§ **Tugas Latihan**
1. Jawablah pertanyaan berikut berdasarkan kutipan tentang al-jam‘ dan al-farq.
(a) Menurut sebagian Shufi, kepada apa kata al-jam‘ dan al-farq diisyaratkan?
(b) Bagi siapa para Shufi pernah melantunkan syair mengenai makna jam‘ dan farq?
(c) Dalam syair itu, bagi apa kita berkumpul dan berpisah?
2. Menurut kutipan tentang al-jam‘ dan al-farq, dari satu arah yang mana globalitas keseluruhan dalam proses bolak-balik dan perbuatan harus dilihat? Jelaskan dalam satu sampai tiga kalimat.

§ **Kutipan Bacaan**

──────

Sebagian Shufi mengisyaratkan kata al-jam‘ dan al-farq kepada Perbuatan al-Ḥaqq atas seluruh makhluk. Maka globalitas dari keseluruhan dalam proses bolak-balik dan perbuatan, harus dilihat dari satu arah, bahwa sebenarnya Allah-lah yang memunculkan substansi-substansi mereka itu. Allah-lah yang menjalankan sifat-sifat mereka. Kemudian Allah s.w.t. memisahkan dalam ragam: Satu kelompok, Allah s.w.t. membahagiakan mereka, dan kelompok lain Allah s.w.t. menjauhkan dan menyengsarakan mereka. Satu kelompok lagi Allah s.w.t. menarik hati mereka, dan kelompok yang lain dilupakan dan diputusasakan dari rahmat-Nya. Pada satu golongan Allah memuliakan melalui karamah-Nya, dan satu golongan lagi Allah s.w.t memutus kehendak mereka untuk menyatakan Diri-Nya. Ada kelompok yang disadarkan pada tahap rasa mereka dan ada yang disirnakan. Ada kelompok yang didekatkan oleh Allah s.w.t., dan ada yang disirnakan. Bahkan ada golongan yang lebih didekatkan dan dihadirkan, kemudian Allah meminumkan karunia hingga mereka dimabukkan ruhaninya, namun juga ada golongan yang dicelakakan dan diakhirkan, kemudian dijauhkan dan disingkirkan. Ragam Af‘āl-Nya tidak bisa dijangkau oleh batasan, sementara rinciannya tidak dapat diuraikan dan diingat. Para Shufi pernah melantunkan syair bagi al-Junaid, mengenai makna jam‘ dan farq:

Engkau telah membuat nyata-Mu dalam rahasiaku,

Lalu lisanku munajat pada-Mu,

Kita berkumpul bagi makna-makna

dan berpisah bagi makna-makna pula,

Jika Gaib-Mu adalah Keagungan dari lintasan mataku,

Toh Engkau buat keserasian dari dalam yang mendekatku.

──────

§ **Data Tercatat**

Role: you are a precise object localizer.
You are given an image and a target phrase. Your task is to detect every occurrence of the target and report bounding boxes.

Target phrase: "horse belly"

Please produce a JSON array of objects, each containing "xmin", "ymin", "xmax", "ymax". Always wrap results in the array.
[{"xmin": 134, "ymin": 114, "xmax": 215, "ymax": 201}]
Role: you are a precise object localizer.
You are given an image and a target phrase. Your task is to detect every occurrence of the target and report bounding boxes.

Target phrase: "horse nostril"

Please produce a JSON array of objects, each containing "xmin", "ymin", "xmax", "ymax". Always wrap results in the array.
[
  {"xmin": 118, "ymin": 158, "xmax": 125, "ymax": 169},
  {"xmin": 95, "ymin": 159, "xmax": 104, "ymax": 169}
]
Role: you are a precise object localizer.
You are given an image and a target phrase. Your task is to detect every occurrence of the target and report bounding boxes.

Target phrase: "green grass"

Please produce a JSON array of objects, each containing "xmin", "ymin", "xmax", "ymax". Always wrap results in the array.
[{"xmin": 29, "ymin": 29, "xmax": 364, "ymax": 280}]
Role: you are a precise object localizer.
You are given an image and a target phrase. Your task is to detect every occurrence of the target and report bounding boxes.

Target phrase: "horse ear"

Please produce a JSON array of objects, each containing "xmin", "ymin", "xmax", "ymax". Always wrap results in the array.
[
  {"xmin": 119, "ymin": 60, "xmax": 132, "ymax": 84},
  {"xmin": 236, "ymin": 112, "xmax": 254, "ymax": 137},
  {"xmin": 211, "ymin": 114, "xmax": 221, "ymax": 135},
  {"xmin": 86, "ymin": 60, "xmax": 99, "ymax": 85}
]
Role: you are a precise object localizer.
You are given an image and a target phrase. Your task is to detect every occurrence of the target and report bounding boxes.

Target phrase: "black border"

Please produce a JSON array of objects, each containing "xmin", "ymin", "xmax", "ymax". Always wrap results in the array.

──────

§ **Jawaban Tiap Tugas**
1.
(a) Kata al-jam‘ dan al-farq diisyaratkan kepada Perbuatan al-Ḥaqq atas seluruh makhluk.
(b) Syair itu dilantunkan bagi al-Junaid.
(c) Kita berkumpul bagi makna-makna dan berpisah bagi makna-makna pula.

2. Globalitas itu harus dilihat dari satu arah, yaitu bahwa sebenarnya Allah-lah yang memunculkan substansi-substansi mereka. Allah pula yang menjalankan sifat-sifat mereka.